Passage given

NZD/JPY: Trade NZD JPY

Trading sekarang
FieldValue
Minimum size0.01 lots
Maximum size80 lots
Contract sizeNZD 100,000
Pip size0.01
Pip value (standard lot)JPY 1000

What is NZDJPY?

NZDJPY represents the live exchange rate between the New Zealand dollar and the Japanese yen. NZD is the currency code for the New Zealand dollar, and JPY is the Japanese yen. The pair expresses how many yen one New Zealand dollar buys at any given moment, and because neither currency is the US dollar, NZDJPY is classified as a cross pair.


NZDJPY recorded an average daily volume of $5 billion and a 0.1% share of total forex turnover according to the 2025 BIS Triennial Survey. That places it at the thinner end of the JPY cross spectrum, well below EURJPY's $99 billion or GBPJPY's larger institutional volumes, but both constituent currencies individually rank among the ten most traded globally.

What affects the NZDJPY price?

The NZDJPY price is driven by 6 factors: the RBNZ-BoJ interest rate differential, New Zealand's terms of trade, Japanese macroeconomic data, global risk sentiment, the bilateral trade balance, and dairy commodity prices.


If we had to isolate the single most influential force, it is the interest rate differential between the Reserve Bank of New Zealand and the Bank of Japan. The RBNZ's Official Cash Rate sits at 2.25%, while the BoJ holds its policy rate at 0.75%, a spread of 150 basis points in the New Zealand dollar's favour. That gap determines the cost of carry and shapes positioning across the pair. One detail worth flagging: the RBNZ held the OCR at 2.25% in April 2026 amid uncertainty from the Middle East oil price shock, while the BoJ has signalled that further rate hikes remain on the table if inflation expectations become unanchored. Both central banks are navigating energy-driven inflation against fragile recoveries, so the differential is live and subject to compression.


New Zealand's terms of trade transmit directly into the NZD side. Dairy accounts for 44% of New Zealand's primary sector export revenue, with total primary sector exports forecast to reach a record NZ$62 billion in the year to June 2026. The Global Dairy Trade (GDT) auction price index reprices the New Zealand dollar on each fortnightly release. Japanese CPI data, Tankan survey results, and BoJ policy signals reprice the yen side. Risk sentiment acts as a cross-cutting factor: we see NZDJPY rise during risk-on conditions as capital flows toward the higher-yielding NZD and away from the safe-haven yen, and fall during risk-off events as the reverse occurs.

How is the NZDJPY exchange rate calculated?

The NZDJPY exchange rate tells you how many Japanese yen one New Zealand dollar costs. If the pair is trading at 93.00, one NZD buys 93 yen. Because NZDJPY is a cross pair, the rate is derived from two USD legs: NZDUSD and USDJPY. The pair moves when either side of the equation shifts. Rising demand for the New Zealand dollar drives the price higher, while a strengthening yen pulls it lower.

How does NZDJPY trading work?

You trade NZDJPY by entering a leveraged position on the New Zealand dollar-yen exchange rate without holding either currency directly. Your profit or loss depends on whether you correctly predict the direction of the move.

Material shown
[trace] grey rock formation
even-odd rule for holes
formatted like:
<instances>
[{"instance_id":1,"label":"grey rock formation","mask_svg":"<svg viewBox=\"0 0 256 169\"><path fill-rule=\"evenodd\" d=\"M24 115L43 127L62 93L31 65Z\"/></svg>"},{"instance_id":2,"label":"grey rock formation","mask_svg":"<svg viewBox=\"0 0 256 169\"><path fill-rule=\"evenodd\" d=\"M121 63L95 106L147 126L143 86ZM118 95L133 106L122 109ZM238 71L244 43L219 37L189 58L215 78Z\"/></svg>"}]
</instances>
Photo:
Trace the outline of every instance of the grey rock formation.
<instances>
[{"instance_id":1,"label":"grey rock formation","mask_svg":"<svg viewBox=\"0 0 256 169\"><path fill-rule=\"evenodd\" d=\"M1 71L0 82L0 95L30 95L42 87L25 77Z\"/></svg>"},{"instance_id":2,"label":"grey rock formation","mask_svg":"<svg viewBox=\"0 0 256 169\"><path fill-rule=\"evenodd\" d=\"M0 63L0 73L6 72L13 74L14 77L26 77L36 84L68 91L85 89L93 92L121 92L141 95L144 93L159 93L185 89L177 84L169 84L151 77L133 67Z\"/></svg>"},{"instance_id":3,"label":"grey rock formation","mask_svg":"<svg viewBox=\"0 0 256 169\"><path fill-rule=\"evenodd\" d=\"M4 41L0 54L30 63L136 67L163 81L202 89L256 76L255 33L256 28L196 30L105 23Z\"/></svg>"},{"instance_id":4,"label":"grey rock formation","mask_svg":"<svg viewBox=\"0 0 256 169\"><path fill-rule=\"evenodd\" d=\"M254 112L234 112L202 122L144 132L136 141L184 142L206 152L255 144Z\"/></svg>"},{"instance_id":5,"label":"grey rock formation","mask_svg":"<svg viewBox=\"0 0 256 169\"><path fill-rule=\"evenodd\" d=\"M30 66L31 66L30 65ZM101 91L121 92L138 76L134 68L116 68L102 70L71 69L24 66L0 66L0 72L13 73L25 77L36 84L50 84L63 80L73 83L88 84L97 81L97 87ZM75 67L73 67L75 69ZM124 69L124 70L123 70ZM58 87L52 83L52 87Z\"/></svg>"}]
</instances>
...
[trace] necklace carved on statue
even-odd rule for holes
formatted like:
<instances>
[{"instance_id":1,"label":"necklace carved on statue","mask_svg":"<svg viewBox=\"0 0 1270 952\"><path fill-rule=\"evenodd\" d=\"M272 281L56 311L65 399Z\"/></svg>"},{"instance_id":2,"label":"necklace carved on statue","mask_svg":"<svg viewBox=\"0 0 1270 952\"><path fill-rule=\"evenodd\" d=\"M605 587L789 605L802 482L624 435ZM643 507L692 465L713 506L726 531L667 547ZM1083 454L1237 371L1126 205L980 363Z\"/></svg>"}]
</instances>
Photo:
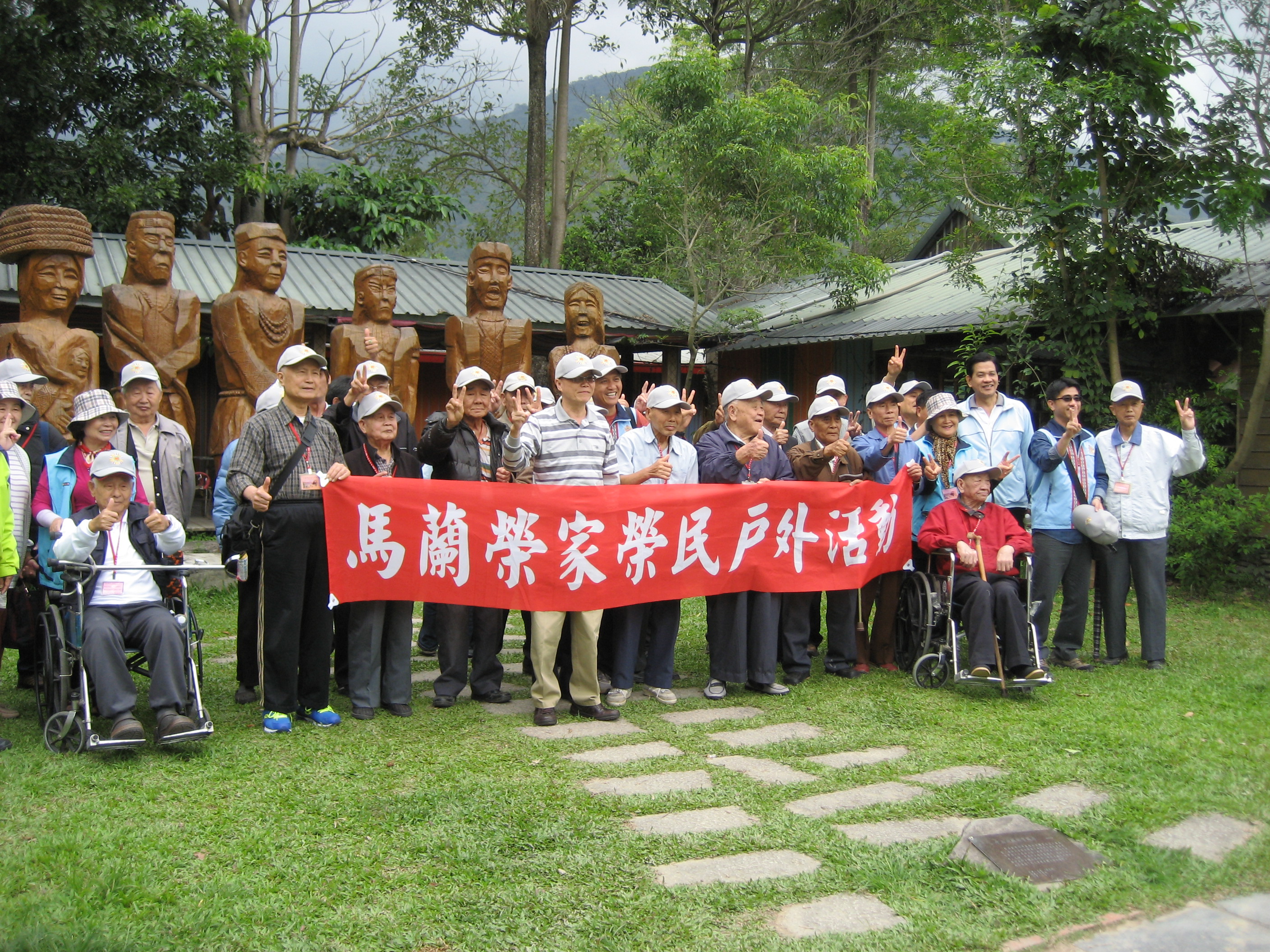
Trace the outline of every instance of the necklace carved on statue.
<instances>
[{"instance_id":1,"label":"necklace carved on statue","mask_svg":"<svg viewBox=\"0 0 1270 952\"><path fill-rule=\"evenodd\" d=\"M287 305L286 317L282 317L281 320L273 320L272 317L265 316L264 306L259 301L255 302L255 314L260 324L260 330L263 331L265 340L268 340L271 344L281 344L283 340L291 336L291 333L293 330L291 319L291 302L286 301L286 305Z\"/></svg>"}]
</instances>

Given task 1
Set down the part of the NZD/JPY trading page that begins at the words "New Zealand's terms of trade transmit" and stops after the words "exchange rate calculated?", copying it word for word.
Given task 2
In the two blocks of listing, how many lines contain the string "every", with case counting? Reply with the number only.

Complete output 1
New Zealand's terms of trade transmit directly into the NZD side. Dairy accounts for 44% of New Zealand's primary sector export revenue, with total primary sector exports forecast to reach a record NZ$62 billion in the year to June 2026. The Global Dairy Trade (GDT) auction price index reprices the New Zealand dollar on each fortnightly release. Japanese CPI data, Tankan survey results, and BoJ policy signals reprice the yen side. Risk sentiment acts as a cross-cutting factor: we see NZDJPY rise during risk-on conditions as capital flows toward the higher-yielding NZD and away from the safe-haven yen, and fall during risk-off events as the reverse occurs.

How is the NZDJPY exchange rate calculated?

Complete output 2
2